Task to complete
Word for word, repeat the data that follows. Do not include the pictures.

Extracted records
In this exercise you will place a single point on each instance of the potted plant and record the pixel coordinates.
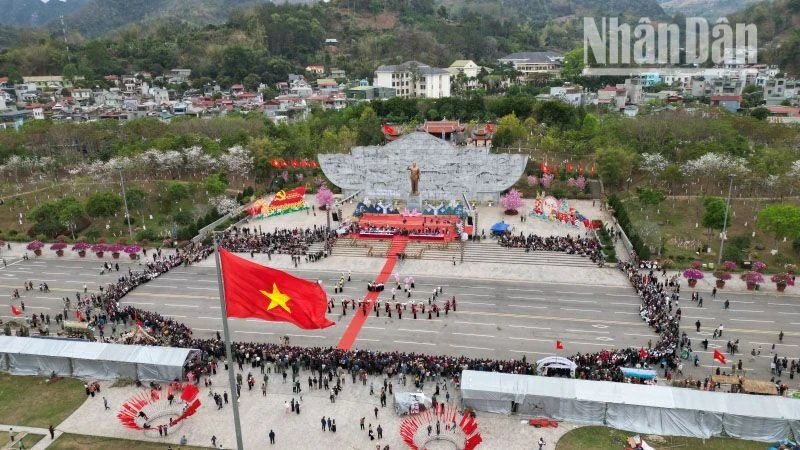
(781, 280)
(36, 246)
(692, 275)
(59, 248)
(721, 276)
(99, 249)
(752, 279)
(132, 250)
(81, 248)
(115, 249)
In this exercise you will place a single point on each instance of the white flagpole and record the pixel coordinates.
(228, 352)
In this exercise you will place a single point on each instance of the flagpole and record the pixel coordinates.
(228, 353)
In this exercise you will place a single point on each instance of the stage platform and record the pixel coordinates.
(427, 228)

Result for this task
In this exercise you will place a single point on each instance of the potted plant and record the pixel coordinates.
(781, 280)
(36, 246)
(692, 275)
(59, 248)
(721, 276)
(99, 249)
(752, 279)
(132, 250)
(81, 248)
(115, 249)
In this exercise you will place a single point on each instance of the white flagpole and record the pixel coordinates.
(228, 352)
In this exercise you will place a single point on each instance of the flagpole and record the pixel coordinates.
(228, 353)
In this exercise you will place a single point on each instance of the stage platform and record the pixel coordinates.
(427, 228)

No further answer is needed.